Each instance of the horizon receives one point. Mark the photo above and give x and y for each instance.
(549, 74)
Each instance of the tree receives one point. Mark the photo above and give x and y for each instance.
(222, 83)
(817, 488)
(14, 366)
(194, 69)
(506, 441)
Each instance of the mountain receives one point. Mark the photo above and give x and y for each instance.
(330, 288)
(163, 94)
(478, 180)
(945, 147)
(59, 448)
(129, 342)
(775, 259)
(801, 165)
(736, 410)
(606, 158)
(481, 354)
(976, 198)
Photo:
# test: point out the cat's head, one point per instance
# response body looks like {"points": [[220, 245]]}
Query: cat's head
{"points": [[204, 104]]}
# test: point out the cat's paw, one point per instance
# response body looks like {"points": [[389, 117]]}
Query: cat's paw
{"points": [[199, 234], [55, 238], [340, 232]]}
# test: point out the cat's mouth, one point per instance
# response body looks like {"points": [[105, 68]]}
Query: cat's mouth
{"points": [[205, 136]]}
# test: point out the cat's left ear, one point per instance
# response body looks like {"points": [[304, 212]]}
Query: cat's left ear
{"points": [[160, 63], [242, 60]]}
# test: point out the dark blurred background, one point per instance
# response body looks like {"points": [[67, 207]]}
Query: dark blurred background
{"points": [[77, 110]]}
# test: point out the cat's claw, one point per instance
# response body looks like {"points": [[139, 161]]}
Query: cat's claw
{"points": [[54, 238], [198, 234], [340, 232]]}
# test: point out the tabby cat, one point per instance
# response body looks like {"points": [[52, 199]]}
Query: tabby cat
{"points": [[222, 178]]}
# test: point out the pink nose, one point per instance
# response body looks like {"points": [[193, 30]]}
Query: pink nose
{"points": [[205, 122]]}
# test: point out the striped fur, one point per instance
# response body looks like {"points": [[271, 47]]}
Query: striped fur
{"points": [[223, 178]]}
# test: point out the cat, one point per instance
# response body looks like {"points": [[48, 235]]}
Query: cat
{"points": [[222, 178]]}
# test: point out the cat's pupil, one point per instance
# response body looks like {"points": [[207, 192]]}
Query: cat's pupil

──────

## Work instruction:
Check each line of the entries above for the word "pupil". List the ones that have it.

## Your solution:
# test: point out the cat's pupil, one point per instance
Query: cat's pupil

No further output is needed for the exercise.